Problem:
Continue the article below on Canada's manufacturing slowdown and its toll on factory jobs, starting after its last sentence.

Source document:
==============================
Canada’s factory slowdown deepens, and the job math is starting to bite
Manufacturing PMI - October 2025
Canada’s factories ended the third quarter on a weak note. The S&P Global Manufacturing PMI slid to 47.7 in September, down from 48.3, signaling a fifth straight month of contraction in output and new orders, both sub-indices fell further into the red. The survey also noted outright job losses at manufacturers as confidence softened.
The turn in hiring is already showing up in official data. In August alone, manufacturing employment fell by 19,000, and since the recent peak in January the sector has shed 58,000 jobs. That’s the clearest sign yet that firms who hoarded talent during the post-pandemic recovery are beginning to reset headcounts as orders fade.
What a Sub-50 PMI Usually Means for Jobs
Canada employs roughly 1.8 million people in manufacturing. When the PMI holds below 50 for multiple months, history suggests companies first freeze hiring and cut overtime, then reduce contingent roles, and finally trim permanent staff if demand fails to revive. Using that base, here’s a practical range of what the next two quarters could look like if the PMI stays below 50 through March:
Low impact (soft landing): Firms rely on shorter hours and attrition. Employment falls 1%–1.5% over six months, 18,000 to 27,000 jobs concentrated in temp/contract roles and select sub-sectors with weak pipelines (basic metals, furniture, some machinery).
Base case (gradual bleed): Headcount tracks new orders lower while managers protect core skills. Employment declines 2%–3%, 36,000 to 54,000 jobs spread across Ontario and Quebec’s auto/aero supply chains and parts of fabricated metals; Western food, wood and resource-linked plants hold up better.
High impact (orders keep sliding): If new business continues to fall and inventories normalize, cuts extend to permanent roles. Employment drops 4%–5%, 72,000 to 90,000 jobs akin to milder past downturns, not a 2009-style shock.
These ranges triangulate three anchors: the PMI signaling contraction and “job losses recorded” in September; August’s 19,000 decline in LFS; and a sector employment base a little north of 1.8 million. They’re directional, not a forecast but they give staffing leaders a live sense of magnitude.
Provincial Lens: Who Feels It First
Ontario and Quebec, home to autos, aerospace, and dense supplier networks, remain the most exposed to weak global orders. Expect sharper use of flexible staffing in southern Ontario’s auto parts corridor and around Greater Montréal’s aero ecosystem. Prairie and B.C. manufacturers tied to food processing, wood, and energy equipment are comparatively steadier, though any capex pause would ripple into machinery and fabricated metals. Atlantic plants (shipbuilding, food processing) are more likely to slow hiring than cut deeply. The mix aligns with recent monthly data showing broadening softness even as some transport-equipment niches posted brief gains earlier in the summer.
==============================
Dataset excerpts:
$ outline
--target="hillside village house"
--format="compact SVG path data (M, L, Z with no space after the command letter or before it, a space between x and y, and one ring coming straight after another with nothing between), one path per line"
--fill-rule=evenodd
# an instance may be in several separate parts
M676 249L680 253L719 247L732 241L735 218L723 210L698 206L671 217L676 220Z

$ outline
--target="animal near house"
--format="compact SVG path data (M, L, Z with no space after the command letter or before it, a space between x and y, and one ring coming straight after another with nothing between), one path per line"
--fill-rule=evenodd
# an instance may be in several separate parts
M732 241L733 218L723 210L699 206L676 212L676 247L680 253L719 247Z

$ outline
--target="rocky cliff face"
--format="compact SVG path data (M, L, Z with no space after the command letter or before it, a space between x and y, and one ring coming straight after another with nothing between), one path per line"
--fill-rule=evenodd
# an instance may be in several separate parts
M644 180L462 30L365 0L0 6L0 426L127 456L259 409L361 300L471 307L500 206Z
==============================
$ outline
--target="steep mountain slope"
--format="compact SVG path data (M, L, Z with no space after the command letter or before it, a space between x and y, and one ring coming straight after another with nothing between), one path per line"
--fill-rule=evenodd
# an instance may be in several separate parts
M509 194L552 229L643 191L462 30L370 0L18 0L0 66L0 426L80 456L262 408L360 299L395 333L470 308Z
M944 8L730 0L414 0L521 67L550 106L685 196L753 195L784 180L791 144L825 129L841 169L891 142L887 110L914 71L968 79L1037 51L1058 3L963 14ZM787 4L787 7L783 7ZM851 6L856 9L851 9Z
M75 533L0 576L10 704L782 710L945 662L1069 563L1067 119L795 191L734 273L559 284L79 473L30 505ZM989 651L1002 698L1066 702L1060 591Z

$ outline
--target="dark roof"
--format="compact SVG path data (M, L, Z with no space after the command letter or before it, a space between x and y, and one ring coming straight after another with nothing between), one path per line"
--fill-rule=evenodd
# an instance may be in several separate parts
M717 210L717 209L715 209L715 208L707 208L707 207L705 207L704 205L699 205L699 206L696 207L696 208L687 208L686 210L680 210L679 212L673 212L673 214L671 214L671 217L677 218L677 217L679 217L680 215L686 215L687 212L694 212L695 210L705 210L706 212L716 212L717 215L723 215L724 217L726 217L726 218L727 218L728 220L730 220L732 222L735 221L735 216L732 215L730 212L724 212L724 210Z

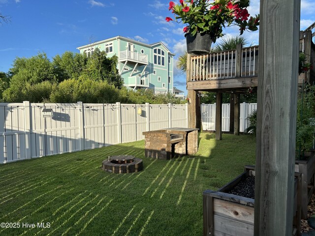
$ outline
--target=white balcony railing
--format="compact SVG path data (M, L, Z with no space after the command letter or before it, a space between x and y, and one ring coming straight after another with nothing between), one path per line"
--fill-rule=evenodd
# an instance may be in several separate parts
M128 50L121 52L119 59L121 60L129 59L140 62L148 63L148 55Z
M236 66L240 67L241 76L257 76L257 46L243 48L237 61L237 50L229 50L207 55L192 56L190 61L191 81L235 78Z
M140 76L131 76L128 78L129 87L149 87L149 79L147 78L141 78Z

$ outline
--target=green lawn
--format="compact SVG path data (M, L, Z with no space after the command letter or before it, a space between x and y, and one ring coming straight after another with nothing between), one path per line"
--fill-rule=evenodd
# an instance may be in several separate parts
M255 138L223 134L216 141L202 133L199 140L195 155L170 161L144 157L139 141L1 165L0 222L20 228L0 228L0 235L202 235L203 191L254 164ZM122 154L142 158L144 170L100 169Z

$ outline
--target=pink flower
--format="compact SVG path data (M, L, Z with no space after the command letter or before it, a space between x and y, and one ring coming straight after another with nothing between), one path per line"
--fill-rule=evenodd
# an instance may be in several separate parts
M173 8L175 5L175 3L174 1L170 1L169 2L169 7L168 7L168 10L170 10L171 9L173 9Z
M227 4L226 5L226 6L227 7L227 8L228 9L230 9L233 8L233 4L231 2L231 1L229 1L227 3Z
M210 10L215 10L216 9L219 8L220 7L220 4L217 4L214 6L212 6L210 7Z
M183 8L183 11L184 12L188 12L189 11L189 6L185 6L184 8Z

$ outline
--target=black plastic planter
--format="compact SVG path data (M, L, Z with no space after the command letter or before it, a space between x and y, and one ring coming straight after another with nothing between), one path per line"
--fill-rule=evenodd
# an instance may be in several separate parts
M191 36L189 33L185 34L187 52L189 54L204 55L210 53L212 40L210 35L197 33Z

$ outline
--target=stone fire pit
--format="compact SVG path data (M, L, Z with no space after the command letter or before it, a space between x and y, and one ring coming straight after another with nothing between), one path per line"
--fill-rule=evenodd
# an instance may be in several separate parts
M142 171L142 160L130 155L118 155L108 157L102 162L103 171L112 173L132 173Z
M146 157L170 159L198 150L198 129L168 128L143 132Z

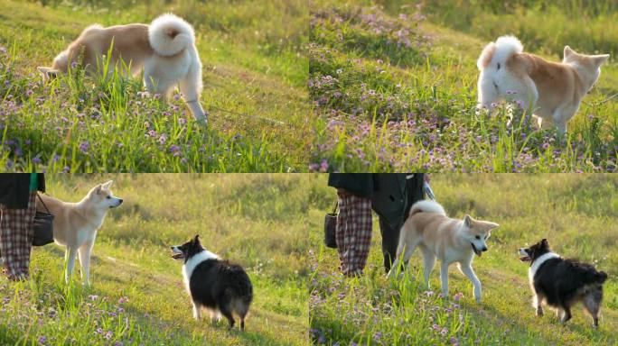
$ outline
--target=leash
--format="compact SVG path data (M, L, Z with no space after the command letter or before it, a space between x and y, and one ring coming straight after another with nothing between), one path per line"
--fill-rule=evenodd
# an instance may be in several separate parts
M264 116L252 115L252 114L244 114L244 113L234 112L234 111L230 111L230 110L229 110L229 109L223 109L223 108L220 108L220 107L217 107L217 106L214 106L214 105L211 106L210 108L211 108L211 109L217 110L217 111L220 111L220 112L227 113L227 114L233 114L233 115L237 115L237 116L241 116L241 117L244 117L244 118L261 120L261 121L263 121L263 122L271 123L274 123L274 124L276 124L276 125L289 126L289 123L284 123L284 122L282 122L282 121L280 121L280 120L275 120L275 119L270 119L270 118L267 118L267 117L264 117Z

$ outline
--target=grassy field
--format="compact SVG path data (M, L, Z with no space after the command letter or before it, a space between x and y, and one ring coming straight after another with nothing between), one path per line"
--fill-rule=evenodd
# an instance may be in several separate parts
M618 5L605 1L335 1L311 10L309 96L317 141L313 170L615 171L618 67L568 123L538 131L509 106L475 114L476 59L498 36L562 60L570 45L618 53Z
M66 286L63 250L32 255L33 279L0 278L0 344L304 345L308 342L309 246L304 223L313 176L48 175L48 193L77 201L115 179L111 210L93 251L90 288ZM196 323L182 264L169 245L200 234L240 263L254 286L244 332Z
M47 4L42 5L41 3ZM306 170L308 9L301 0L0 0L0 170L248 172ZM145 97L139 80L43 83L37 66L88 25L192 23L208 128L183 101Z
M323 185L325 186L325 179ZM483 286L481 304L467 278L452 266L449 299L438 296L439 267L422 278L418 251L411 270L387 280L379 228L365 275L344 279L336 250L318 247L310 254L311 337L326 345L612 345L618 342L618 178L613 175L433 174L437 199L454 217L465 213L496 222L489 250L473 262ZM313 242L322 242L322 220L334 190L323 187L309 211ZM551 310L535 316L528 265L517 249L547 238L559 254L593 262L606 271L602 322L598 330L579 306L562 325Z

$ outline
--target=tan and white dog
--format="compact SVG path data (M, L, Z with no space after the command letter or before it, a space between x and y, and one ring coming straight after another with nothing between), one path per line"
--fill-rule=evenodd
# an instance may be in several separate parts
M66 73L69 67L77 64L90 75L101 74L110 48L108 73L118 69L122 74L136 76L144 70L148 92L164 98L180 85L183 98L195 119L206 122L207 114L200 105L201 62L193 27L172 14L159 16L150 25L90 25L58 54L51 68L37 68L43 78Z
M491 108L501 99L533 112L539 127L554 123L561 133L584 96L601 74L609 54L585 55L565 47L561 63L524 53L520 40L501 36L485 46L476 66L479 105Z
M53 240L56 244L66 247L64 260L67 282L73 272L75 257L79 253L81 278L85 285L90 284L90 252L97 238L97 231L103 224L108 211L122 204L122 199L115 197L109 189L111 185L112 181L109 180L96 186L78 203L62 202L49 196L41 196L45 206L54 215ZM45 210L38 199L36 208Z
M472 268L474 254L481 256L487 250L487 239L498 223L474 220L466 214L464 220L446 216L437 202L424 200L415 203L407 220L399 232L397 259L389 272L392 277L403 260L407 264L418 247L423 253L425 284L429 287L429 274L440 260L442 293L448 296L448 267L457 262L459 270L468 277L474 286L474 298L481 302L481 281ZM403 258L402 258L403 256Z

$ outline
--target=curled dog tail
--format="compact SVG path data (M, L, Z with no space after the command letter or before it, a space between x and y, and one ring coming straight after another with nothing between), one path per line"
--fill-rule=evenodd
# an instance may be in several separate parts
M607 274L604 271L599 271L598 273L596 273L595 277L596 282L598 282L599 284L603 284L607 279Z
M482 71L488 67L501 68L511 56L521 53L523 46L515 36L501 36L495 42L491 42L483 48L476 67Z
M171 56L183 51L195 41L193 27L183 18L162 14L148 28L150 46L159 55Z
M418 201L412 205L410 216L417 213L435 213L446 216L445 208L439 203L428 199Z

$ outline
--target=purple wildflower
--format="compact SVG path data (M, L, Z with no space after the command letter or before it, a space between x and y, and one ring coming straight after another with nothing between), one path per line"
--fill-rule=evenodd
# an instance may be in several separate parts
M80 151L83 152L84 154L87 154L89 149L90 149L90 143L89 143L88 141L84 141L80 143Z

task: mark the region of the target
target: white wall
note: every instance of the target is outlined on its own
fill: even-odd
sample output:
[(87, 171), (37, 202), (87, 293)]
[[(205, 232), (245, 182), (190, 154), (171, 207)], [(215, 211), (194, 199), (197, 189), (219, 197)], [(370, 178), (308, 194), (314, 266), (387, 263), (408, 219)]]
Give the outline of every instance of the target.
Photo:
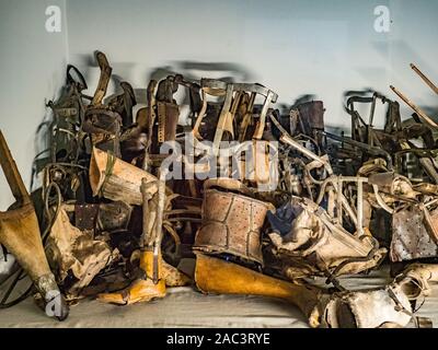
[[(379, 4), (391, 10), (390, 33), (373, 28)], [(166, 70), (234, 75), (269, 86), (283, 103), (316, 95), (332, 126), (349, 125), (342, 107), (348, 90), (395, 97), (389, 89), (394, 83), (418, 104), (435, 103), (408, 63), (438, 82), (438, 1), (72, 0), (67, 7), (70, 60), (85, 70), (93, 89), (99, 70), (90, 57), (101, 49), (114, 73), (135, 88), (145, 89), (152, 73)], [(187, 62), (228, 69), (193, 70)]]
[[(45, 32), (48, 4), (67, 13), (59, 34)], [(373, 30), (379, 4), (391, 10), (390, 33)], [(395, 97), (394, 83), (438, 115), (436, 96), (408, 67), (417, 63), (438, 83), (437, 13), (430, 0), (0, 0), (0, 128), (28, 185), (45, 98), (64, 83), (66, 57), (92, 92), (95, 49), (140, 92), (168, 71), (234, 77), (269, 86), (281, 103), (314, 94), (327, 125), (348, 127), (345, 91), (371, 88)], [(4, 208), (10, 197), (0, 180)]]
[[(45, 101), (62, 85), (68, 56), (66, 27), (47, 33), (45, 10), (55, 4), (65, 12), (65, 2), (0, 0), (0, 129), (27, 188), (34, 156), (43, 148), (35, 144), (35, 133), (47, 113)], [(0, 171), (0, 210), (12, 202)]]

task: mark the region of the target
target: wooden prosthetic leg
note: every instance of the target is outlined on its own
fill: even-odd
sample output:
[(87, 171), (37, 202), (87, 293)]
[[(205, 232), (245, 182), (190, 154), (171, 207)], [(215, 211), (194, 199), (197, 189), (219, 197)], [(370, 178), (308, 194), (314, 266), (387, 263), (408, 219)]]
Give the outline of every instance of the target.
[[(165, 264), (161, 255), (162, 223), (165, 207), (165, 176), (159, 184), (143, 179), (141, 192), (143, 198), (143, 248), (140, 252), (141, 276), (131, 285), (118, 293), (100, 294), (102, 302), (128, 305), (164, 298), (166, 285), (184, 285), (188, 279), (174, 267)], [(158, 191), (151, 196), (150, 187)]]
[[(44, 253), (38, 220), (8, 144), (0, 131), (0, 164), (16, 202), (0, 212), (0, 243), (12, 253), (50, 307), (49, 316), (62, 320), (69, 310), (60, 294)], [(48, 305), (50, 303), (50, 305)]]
==============================
Written reply:
Spillovers You’ll Notice Outside the Plant
Manufacturing is only about a tenth of GDP, but it anchors long supply chains in transportation, warehousing, business services, and construction. In August, weakness was already visible in transport and professional services alongside the factory decline. If the PMI stays sub-50, watch for lower demand for drivers, quality techs, maintenance crews, and some engineering services as project work is deferred.
What This Means for Staffing Firms
Permanent placements: Expect more gatekeeping on full-time roles through winter. Offer clients “convert-to-perm” options with clear productivity metrics to de-risk commitments.
Temp/contract: This is where activity should hold up best. Build benches in quality control, industrial maintenance, EHS, production scheduling, and logistics. Skills managers reach for as they flex shifts.
Shift from volume to mix: Orders are uneven; clients will prize candidates who can straddle production + basic automation/PLC troubleshooting or logistics + inventory analytics.
Regional strategy: Double down on Ontario/Quebec with line-side fill rates and rapid-response rosters; lean into resource-linked roles in the West where demand is less elastic to global goods cycles.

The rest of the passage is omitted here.